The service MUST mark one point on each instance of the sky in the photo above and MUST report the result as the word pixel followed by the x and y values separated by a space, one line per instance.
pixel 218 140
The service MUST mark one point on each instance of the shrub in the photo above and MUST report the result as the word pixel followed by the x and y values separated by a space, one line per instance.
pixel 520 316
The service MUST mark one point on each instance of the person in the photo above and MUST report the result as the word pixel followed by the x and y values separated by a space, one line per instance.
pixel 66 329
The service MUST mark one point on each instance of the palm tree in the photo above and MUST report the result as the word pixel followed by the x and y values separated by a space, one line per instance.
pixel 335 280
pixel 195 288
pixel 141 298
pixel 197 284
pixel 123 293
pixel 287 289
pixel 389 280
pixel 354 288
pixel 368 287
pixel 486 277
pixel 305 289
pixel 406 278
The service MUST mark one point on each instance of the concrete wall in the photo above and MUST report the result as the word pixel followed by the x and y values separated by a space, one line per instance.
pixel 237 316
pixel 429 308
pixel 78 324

──────

#### TASK DESCRIPTION:
Return every line from the one holding "of the person" through the end of the data, exactly as it appears, with both ends kept and nothing else.

#### OUTPUT:
The service MUST mark one point on each instance of the person in the photo above and MUST report the result as the word pixel followed by the x and y values separated by a space, one line per instance.
pixel 66 329
The service MUST mark one point on each instance of the palm tree in the photo above and MUST report the result as the word pixel followed by the x and y values separated by a space, one line per instance.
pixel 335 280
pixel 195 288
pixel 141 298
pixel 197 284
pixel 123 293
pixel 287 289
pixel 389 280
pixel 354 288
pixel 368 287
pixel 486 277
pixel 305 289
pixel 406 278
The service MUST mark one point on each instance of the concrete wall in the photo above and MUST report the result as the word pixel followed by the x and y values separated by a space, one line per instance.
pixel 237 316
pixel 429 308
pixel 78 324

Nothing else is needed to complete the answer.